* **Written exercise a**: From the Palma travel piece, quote everything from "My reappraisal of" down to "I went near.".

* **Passage given**:

■ ■ ■ ■ ■ ■ ■

Despite its honey-coloured stone streets, harbour packed with gleaming white yachts and majestic mediaeval cathedral, Palma has an image problem. That the cause of the problem is its rowdy southern neighbour Magaluf  has probably caused more furrowed brows and wrinkles over at City Hall than any amount of sunshine could. Here, I should probably admit that I was among the crowds of naysayers. Sun, sea and getting tanked on sangria in ‘Shagaluf’ – that’s what people go to Mallorca for, isn’t it? As it turned out, I couldn’t have been more wrong.

Palma de Mallorca

Actually, I wasn’t wrong about the sun or the sea. Mallorca has an abundance of both and you can get sangria if you really want it. Arriving at Palma de Mallorca airport, the ranks of budget airlines drawn up on the tarmac didn’t look promising. With visions of neon lit casinos and drunken tourists flashing through my skull, I headed into town – and got my first Palma surprise. The streets are clean. Really, spotlessly clean. Then there was the sea front strip that looked like a patrician version of Miami, back-dropped by the enormous cathedral that glowed gold in the afternoon sunshine. Further into town, I spotted lines of pretty little shops with multicoloured awnings and boxes of crimson geraniums on the steps, and groups of elegantly dressed women pottering about. Forget Shagaluf – this had shades of St Tropez.

My reappraisal of Palma continued apace when I arrived at the comely Hotel Dalt Murada. A former family home, the Dalt Murada is a treasure box of wonderful old oil paintings – many of which feature members of the Llado family who own it. Outside, the hotel’s central courtyard was a riot of orange and lemon trees, while cerise bougainvillea blooms crept up the walls. My room, across the terrace and away from the main hotel, had one of the biggest bathrooms I’ve ever seen – complete with a huge porcelain tub and enormous metal framed windows. The bedroom itself was furnished with antiques, many family heirlooms, and a rather intimidating portrait of a Catalan John Doe who eyeballed me disapprovingly every time I went near.

dalt murada

After a stroll down to the seafront and a glass of wine in a Park de la Mar cafe manned by two of the idlest waitresses I’ve ever come across, we headed back to the Murada for supper laid on by owners Luis and Ferran. A huge trestle table of Mallorcan tapas awaited: tender fried calamari, slabs of rose pink ham sliced thickly and piled high, tiny, salty olives, friable white cheese and bowl of sweet red tomatoes. Thank you Doña Llado, I thought as I tucked in. Thank you! We washed it down with glasses of the local red, enjoying the citrus fragrance that rolled around the sun-warmed courtyard before tucking into homemade almond icecream. Bliss.

■ ■ ■ ■ ■ ■ ■

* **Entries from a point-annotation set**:
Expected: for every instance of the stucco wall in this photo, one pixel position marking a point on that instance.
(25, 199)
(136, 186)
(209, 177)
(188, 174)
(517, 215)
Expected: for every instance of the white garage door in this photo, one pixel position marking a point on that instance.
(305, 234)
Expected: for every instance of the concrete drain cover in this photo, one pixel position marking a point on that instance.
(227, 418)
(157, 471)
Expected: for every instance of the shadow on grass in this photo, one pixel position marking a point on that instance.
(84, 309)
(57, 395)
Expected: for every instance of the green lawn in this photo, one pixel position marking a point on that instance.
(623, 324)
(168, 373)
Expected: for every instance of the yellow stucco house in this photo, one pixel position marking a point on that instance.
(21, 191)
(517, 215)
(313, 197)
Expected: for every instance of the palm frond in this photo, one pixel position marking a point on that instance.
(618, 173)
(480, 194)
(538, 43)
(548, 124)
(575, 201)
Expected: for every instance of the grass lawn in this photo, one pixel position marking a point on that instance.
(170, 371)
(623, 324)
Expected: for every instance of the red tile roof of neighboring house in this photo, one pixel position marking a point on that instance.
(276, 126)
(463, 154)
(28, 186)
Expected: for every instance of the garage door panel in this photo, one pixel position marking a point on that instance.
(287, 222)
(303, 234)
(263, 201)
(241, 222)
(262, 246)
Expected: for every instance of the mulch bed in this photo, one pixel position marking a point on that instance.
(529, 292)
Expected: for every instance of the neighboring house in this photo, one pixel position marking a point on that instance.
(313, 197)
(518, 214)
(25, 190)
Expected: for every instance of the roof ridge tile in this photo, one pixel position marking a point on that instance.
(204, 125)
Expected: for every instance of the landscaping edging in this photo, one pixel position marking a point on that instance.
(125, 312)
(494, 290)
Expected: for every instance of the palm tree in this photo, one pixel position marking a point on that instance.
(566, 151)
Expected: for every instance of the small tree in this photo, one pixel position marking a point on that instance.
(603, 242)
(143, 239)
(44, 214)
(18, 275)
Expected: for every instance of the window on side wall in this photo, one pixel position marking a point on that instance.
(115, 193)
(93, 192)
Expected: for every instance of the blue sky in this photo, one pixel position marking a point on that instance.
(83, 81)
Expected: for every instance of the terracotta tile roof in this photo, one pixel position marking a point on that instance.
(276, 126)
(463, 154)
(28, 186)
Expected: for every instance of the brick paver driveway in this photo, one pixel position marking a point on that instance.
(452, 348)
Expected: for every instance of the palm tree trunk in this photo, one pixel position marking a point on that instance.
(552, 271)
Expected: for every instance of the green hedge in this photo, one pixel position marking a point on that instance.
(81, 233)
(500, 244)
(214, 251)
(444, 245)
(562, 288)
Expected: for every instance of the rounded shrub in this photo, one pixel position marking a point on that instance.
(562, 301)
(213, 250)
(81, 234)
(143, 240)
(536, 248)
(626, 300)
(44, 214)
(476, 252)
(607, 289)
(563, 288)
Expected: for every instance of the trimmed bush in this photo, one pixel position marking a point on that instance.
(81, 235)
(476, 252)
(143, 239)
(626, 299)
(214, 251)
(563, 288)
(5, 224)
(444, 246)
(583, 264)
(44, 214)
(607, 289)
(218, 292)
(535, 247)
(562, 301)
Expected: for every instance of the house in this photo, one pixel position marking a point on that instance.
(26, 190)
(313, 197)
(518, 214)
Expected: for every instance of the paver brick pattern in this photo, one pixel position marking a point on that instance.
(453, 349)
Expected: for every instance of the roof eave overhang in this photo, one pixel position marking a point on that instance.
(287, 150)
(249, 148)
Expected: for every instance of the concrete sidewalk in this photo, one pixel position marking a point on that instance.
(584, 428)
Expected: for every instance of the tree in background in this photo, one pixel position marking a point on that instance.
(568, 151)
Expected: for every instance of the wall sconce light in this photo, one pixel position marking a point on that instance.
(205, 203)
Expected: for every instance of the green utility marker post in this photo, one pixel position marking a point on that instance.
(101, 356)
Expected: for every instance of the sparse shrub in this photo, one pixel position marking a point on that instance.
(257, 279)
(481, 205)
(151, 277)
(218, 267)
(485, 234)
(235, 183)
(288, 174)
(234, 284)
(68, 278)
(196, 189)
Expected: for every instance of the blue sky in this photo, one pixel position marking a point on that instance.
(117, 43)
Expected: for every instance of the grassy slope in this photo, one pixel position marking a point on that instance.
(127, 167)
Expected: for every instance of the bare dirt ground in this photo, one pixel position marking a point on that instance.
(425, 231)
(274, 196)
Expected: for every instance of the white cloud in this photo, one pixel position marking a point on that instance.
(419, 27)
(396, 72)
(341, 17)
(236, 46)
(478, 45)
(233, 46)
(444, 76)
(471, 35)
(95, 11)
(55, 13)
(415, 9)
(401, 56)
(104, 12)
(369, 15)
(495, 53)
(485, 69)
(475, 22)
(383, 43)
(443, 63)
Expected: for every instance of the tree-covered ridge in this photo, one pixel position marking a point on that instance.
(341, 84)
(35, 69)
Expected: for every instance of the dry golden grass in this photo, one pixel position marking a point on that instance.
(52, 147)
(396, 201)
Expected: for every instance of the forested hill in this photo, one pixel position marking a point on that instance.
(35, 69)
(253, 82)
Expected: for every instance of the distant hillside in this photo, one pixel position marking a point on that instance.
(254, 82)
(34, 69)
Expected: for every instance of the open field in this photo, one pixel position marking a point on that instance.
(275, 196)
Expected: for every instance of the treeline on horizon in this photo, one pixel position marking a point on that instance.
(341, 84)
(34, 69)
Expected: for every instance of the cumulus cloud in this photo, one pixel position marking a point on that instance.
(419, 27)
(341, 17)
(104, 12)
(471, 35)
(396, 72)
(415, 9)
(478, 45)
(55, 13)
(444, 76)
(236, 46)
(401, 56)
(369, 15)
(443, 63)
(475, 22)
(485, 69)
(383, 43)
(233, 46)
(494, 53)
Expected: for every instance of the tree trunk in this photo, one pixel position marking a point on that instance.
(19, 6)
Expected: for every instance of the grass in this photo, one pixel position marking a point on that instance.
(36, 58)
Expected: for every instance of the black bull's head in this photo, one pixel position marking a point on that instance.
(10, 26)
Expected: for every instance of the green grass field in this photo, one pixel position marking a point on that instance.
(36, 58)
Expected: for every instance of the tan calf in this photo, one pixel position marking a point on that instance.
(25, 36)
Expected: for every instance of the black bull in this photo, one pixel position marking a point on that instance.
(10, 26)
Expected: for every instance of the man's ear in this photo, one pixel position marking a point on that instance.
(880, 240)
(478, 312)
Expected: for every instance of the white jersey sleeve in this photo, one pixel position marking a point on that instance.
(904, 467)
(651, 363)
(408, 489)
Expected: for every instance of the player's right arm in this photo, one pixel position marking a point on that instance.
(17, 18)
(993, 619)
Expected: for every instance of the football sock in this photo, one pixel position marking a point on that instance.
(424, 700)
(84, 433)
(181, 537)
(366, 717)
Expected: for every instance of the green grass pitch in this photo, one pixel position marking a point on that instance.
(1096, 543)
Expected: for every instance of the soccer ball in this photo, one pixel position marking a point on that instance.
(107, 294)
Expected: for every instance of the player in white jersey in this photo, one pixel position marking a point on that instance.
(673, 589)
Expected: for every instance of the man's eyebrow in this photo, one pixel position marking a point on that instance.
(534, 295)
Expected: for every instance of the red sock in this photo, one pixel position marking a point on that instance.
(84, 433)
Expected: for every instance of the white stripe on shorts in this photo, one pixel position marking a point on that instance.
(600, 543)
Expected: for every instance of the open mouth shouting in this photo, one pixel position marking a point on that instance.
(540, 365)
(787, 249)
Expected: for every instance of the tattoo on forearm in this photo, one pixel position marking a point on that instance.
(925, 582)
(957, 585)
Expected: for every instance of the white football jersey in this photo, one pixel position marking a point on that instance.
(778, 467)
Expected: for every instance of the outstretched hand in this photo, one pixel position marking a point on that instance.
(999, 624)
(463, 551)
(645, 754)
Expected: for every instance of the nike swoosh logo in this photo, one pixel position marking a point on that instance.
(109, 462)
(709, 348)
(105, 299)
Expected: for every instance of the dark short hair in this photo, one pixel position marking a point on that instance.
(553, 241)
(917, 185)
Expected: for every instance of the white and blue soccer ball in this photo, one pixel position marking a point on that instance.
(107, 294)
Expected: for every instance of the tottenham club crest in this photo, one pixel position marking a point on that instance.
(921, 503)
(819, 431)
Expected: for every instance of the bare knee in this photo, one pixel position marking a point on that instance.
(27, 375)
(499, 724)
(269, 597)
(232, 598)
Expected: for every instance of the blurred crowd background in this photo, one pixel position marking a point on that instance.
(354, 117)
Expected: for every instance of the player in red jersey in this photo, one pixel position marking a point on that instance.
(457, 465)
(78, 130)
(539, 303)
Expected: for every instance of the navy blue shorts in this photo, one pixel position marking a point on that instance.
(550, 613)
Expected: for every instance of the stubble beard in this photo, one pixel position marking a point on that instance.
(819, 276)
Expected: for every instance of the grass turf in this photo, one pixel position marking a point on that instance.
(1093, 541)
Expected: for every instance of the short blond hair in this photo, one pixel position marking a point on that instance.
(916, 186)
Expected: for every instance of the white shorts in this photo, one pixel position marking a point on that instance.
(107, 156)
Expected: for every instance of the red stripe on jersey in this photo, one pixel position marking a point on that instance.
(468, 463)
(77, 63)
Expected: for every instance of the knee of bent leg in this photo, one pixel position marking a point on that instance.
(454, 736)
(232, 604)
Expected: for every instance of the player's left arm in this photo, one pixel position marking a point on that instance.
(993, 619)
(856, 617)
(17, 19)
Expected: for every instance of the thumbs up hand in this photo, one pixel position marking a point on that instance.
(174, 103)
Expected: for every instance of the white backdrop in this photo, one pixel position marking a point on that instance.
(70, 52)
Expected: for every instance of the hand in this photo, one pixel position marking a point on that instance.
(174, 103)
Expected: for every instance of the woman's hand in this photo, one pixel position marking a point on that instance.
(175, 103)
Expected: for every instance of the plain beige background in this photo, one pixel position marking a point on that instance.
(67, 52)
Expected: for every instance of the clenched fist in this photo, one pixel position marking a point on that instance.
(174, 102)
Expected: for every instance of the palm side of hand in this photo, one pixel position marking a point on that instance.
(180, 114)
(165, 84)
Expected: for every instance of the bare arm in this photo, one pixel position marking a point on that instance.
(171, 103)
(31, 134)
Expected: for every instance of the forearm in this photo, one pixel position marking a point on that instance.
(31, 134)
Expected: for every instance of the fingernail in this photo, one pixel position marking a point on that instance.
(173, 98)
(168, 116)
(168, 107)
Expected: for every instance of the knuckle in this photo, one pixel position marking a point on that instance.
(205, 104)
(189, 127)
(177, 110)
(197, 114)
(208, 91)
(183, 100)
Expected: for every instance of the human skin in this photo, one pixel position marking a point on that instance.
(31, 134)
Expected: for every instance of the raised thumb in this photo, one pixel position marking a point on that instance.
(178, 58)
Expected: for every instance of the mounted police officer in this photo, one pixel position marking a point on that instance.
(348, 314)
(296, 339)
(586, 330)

■ ■ ■ ■ ■ ■ ■

* **Written exercise b**: How many lines of the listing contain the string "bull"? Reply with the number alone.

* **Task output a**:
My reappraisal of Palma continued apace when I arrived at the comely Hotel Dalt Murada. A former family home, the Dalt Murada is a treasure box of wonderful old oil paintings – many of which feature members of the Llado family who own it. Outside, the hotel’s central courtyard was a riot of orange and lemon trees, while cerise bougainvillea blooms crept up the walls. My room, across the terrace and away from the main hotel, had one of the biggest bathrooms I’ve ever seen – complete with a huge porcelain tub and enormous metal framed windows. The bedroom itself was furnished with antiques, many family heirlooms, and a rather intimidating portrait of a Catalan John Doe who eyeballed me disapprovingly every time I went near.

* **Task output b**: 2